▸ **The input**:
BEGIN
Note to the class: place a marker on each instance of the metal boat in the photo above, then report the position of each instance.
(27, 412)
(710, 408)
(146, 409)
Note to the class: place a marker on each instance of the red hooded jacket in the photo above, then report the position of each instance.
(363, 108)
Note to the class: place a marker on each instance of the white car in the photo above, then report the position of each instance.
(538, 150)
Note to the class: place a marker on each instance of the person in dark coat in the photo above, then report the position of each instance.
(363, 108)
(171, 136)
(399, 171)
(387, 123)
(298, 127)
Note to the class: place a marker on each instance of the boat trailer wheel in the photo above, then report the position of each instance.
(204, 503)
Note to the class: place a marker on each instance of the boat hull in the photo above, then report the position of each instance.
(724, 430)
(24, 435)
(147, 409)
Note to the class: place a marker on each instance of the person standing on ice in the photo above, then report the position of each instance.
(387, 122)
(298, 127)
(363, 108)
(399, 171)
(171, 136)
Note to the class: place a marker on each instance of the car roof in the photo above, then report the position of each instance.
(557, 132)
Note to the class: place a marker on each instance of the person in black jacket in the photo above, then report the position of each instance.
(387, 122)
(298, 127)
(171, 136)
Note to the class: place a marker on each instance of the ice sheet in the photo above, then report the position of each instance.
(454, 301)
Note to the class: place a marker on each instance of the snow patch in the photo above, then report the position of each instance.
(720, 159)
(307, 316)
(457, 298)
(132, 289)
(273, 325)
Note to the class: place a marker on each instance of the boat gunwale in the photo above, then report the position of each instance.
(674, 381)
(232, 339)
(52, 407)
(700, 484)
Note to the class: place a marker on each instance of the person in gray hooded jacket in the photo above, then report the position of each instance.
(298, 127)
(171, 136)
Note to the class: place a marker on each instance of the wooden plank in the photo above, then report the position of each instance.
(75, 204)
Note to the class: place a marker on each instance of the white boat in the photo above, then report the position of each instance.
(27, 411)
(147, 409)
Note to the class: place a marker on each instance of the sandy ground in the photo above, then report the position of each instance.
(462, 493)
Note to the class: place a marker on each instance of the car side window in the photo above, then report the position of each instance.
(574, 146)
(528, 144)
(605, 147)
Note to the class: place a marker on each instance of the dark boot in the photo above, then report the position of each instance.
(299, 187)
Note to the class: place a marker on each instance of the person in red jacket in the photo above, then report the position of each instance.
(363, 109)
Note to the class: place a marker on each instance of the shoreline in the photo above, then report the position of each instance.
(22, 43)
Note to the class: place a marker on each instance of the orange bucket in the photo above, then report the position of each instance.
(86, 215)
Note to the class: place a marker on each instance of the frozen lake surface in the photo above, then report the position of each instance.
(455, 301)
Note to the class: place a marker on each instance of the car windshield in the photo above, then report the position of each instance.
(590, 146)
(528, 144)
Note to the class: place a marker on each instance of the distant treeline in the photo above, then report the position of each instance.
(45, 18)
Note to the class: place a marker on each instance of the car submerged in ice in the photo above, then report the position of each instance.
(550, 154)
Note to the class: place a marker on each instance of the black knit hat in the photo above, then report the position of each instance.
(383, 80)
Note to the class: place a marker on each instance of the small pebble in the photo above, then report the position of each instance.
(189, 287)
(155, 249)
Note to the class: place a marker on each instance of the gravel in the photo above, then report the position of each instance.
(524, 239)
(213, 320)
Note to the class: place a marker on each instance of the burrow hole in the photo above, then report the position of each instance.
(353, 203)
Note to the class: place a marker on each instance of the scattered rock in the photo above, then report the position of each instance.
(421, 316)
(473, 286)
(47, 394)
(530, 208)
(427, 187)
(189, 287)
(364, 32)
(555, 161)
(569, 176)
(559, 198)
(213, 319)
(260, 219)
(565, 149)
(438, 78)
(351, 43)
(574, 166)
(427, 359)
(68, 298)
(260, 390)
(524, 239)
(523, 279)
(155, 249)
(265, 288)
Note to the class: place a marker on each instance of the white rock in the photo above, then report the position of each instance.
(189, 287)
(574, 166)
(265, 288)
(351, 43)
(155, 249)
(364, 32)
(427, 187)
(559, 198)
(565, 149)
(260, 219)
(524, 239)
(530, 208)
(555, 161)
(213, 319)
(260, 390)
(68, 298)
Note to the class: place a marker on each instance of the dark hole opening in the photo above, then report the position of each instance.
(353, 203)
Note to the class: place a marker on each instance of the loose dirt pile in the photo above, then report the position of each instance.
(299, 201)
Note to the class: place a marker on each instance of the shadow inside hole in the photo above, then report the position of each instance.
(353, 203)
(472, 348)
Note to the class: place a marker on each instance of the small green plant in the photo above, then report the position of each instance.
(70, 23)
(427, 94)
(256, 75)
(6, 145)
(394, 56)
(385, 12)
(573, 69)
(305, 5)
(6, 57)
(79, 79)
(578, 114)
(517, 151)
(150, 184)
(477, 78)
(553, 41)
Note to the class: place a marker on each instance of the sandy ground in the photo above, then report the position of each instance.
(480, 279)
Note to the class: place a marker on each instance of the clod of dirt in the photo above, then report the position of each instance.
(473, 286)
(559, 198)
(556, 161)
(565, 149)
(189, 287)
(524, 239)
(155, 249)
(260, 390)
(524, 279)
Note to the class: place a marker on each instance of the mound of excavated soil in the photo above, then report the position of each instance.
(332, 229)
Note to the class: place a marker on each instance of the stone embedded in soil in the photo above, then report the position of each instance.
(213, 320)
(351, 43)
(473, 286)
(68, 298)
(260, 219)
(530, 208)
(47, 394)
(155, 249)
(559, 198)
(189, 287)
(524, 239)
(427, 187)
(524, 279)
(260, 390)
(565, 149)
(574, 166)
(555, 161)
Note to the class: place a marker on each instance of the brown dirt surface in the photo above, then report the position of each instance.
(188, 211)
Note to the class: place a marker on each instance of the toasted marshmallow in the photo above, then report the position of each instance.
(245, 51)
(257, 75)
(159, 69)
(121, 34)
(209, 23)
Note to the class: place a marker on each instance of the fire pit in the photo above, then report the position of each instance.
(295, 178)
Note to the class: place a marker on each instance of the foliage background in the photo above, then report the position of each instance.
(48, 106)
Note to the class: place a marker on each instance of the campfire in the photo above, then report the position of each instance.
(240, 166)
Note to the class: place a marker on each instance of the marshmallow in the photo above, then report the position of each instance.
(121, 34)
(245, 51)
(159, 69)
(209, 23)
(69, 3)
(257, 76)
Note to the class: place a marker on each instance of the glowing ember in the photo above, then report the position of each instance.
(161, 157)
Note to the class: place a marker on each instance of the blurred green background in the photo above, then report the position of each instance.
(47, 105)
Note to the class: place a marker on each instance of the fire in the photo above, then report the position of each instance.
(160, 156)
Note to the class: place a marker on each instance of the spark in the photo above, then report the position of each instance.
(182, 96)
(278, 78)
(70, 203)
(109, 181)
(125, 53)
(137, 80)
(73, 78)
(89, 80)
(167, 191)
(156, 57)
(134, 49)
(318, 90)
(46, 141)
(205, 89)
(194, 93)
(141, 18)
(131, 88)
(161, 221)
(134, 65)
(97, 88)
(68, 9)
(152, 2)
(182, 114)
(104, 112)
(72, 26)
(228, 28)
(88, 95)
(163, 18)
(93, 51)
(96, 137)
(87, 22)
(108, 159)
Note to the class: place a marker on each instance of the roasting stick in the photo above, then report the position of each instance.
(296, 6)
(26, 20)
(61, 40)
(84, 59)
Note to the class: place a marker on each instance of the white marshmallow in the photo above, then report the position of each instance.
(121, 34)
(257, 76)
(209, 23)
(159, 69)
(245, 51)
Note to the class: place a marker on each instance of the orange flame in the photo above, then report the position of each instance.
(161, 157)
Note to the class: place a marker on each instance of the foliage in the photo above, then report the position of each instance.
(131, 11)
END
▸ **Work to complete**: Each line of the material should be repeated exactly as it reads.

▸ **Output below**:
Note to the class: place a marker on each instance of the metal boat in the photo above, then report the position of each instance.
(27, 412)
(710, 408)
(146, 409)
Note to the class: place a marker on each instance of the red hooded jacket in the photo above, then report the position of each instance.
(363, 108)
Note to the class: place a marker on each instance of the white car in the photo above, then report the position of each instance.
(538, 150)
Note to the class: place a marker on each instance of the person in dark coat in the photo above, then report the position of each instance.
(363, 108)
(171, 136)
(399, 171)
(387, 123)
(298, 127)
Note to the class: place a marker on each instance of the boat trailer wheel in the photo above, then report the position of each instance.
(204, 503)
Note to the class: place a marker on each instance of the boat hull in the photo above, then report the position of each instance.
(724, 430)
(24, 435)
(147, 409)
Note to the class: place a marker on each instance of the person standing on ice in the photo above, then report the position of each instance.
(387, 122)
(298, 127)
(363, 108)
(399, 171)
(171, 136)
Note to the class: place a marker on each instance of the car roof in the photo above, then report the position of each instance.
(557, 132)
Note to the class: place a marker on each instance of the person in black jacket in the photo above, then report the position of each instance.
(387, 122)
(298, 127)
(171, 136)
Note to the class: place a marker on each instance of the ice sheet in the photo above, then report the position of each instance.
(454, 301)
Note to the class: place a marker on each instance of the snow patch in the photo above, then report the position of each instance.
(720, 159)
(307, 316)
(457, 298)
(132, 289)
(273, 325)
Note to the class: place a marker on each instance of the boat gunwale in the photo above, then report the position of each instance.
(674, 381)
(232, 339)
(52, 407)
(700, 484)
Note to the class: place a marker on each instance of the person in gray hooded jacket in the photo above, then report the position of each instance.
(298, 127)
(171, 136)
Note to the class: place a marker on each instance of the wooden plank in the photo above, then report the position of each instance.
(75, 204)
Note to the class: place a marker on each instance of the white boat in the photo above, then report the position of each instance.
(27, 411)
(147, 409)
Note to the class: place a marker on each instance of the sandy ground in the photo above, then report the position of each instance.
(462, 493)
Note to the class: place a marker on each instance of the car side window in the photo above, then report the position of each instance.
(574, 146)
(528, 144)
(605, 147)
Note to the class: place a marker on each instance of the dark boot in the photo above, then report the position of each instance.
(299, 187)
Note to the class: place a marker on each instance of the person in red jacket in the photo above, then report the position of each instance.
(363, 109)
Note to the class: place a marker on each instance of the shoreline in the photo above, then report the position of each instance.
(22, 43)
Note to the class: place a marker on each instance of the orange bucket in the photo above, then report the position of each instance.
(86, 215)
Note to the class: place a marker on each instance of the frozen lake surface in the photo above, then report the position of each instance.
(455, 301)
Note to the class: place a marker on each instance of the car windshield in the photo above, then report the position of each instance.
(590, 146)
(528, 144)
Note to the class: place a marker on each instance of the distant treeline in the photo above, then report the position of each instance.
(45, 18)
Note to the class: place a marker on each instance of the car submerged in ice in the photo above, then report the position of each instance.
(550, 154)
Note to the class: place a marker on each instance of the black knit hat in the photo above, then report the position of each instance.
(383, 80)
Note to the class: place a marker on each instance of the small pebble in the photo above, then report the position of each instance.
(189, 287)
(155, 249)
Note to the class: place a marker on each instance of the gravel in the photo above, then report the position of each instance.
(524, 239)
(213, 320)
Note to the class: place a marker on each instance of the burrow hole in the photo above, then report the position of each instance.
(353, 203)
Note to the class: place a marker on each instance of the scattered rock in the photo above, then report the position of each instance.
(421, 316)
(473, 286)
(47, 394)
(530, 208)
(427, 187)
(189, 287)
(364, 32)
(555, 161)
(569, 176)
(559, 198)
(213, 319)
(260, 219)
(565, 149)
(438, 78)
(351, 43)
(574, 166)
(427, 359)
(68, 298)
(260, 390)
(524, 239)
(523, 279)
(155, 249)
(265, 288)
Note to the class: place a marker on each instance of the white rock in the photo above, then report the position of each instance.
(189, 287)
(574, 166)
(265, 288)
(351, 43)
(155, 249)
(364, 32)
(427, 187)
(559, 198)
(565, 149)
(260, 219)
(524, 239)
(530, 208)
(555, 161)
(213, 319)
(260, 390)
(68, 298)
Note to the class: place a marker on each instance of the dark hole opening in the photo above, then report the position of each instance.
(353, 203)
Note to the class: place a marker on each instance of the loose dirt pile in the photo above, then report the position of each instance.
(299, 201)
Note to the class: place a marker on each instance of the shadow inside hole in the photo above, then report the position of each instance.
(353, 203)
(472, 348)
Note to the class: place a marker on each instance of the small green plant in the photo above, then report the position of each instance.
(70, 23)
(427, 94)
(256, 75)
(6, 145)
(394, 56)
(385, 12)
(573, 69)
(305, 5)
(6, 57)
(79, 79)
(578, 114)
(517, 151)
(150, 184)
(477, 78)
(553, 41)
Note to the class: place a marker on each instance of the sandy ground in the photo above, then report the position of each instance.
(480, 279)
Note to the class: place a marker on each instance of the clod of dirt in the photo above, then report the position of each instance.
(473, 286)
(559, 198)
(556, 161)
(565, 149)
(189, 287)
(524, 239)
(155, 249)
(260, 390)
(524, 279)
Note to the class: place a marker on each instance of the mound of excavated soil in the photo above, then report the position of each instance.
(332, 229)
Note to the class: place a marker on each instance of the stone embedded in soil in the photo above, then report the position of each instance.
(213, 320)
(351, 43)
(473, 286)
(68, 298)
(260, 219)
(530, 208)
(47, 394)
(155, 249)
(559, 198)
(189, 287)
(524, 239)
(427, 187)
(524, 279)
(260, 390)
(565, 149)
(574, 166)
(555, 161)
Note to the class: place a marker on each instance of the brown dirt surface in the photo above, then report the position of each instance.
(188, 211)
Note to the class: place a marker on each instance of the toasted marshmallow in the photo above, then report the position of each instance.
(245, 51)
(257, 75)
(159, 69)
(121, 34)
(209, 23)
Note to the class: place a marker on each instance of the fire pit in the photo above, then report the position of each instance.
(295, 178)
Note to the class: place a marker on each instance of the foliage background in the photo above, then report the position of each instance.
(48, 106)
Note to the class: place a marker on each instance of the campfire in the photo above, then report the position of each instance.
(240, 166)
Note to the class: place a marker on each instance of the marshmallow in the photo above, then report the position of each instance.
(121, 34)
(245, 51)
(159, 69)
(209, 23)
(69, 3)
(257, 76)
Note to the class: place a marker on each instance of the glowing ember in the photo above, then report the position of each instance.
(161, 157)
Note to the class: place a marker on each instance of the blurred green background in the photo above, then report the position of each instance.
(47, 105)
Note to the class: place a marker on each instance of the fire in the photo above, then report the position of each instance.
(160, 156)
Note to the class: place a marker on each instance of the spark in the photo above, then report the position of each instance.
(182, 96)
(278, 78)
(70, 203)
(109, 181)
(125, 53)
(137, 80)
(73, 78)
(89, 80)
(167, 191)
(156, 57)
(134, 49)
(318, 90)
(46, 141)
(205, 89)
(194, 93)
(141, 18)
(131, 88)
(161, 221)
(134, 65)
(97, 88)
(68, 9)
(152, 2)
(182, 114)
(104, 112)
(72, 26)
(228, 28)
(88, 95)
(163, 18)
(93, 51)
(96, 137)
(87, 22)
(108, 159)
Note to the class: place a marker on each instance of the roasting stick in the photo above, then report the position of each instance.
(296, 6)
(26, 20)
(61, 40)
(84, 59)
Note to the class: place a marker on each instance of the white marshmallow in the photo above, then report the position of each instance.
(121, 34)
(257, 76)
(209, 23)
(159, 69)
(245, 51)
Note to the class: place a marker on each instance of the orange flame in the photo above, then report the position of each instance.
(161, 157)
Note to the class: place a marker on each instance of the foliage in the photo above, then report the position of each instance.
(131, 11)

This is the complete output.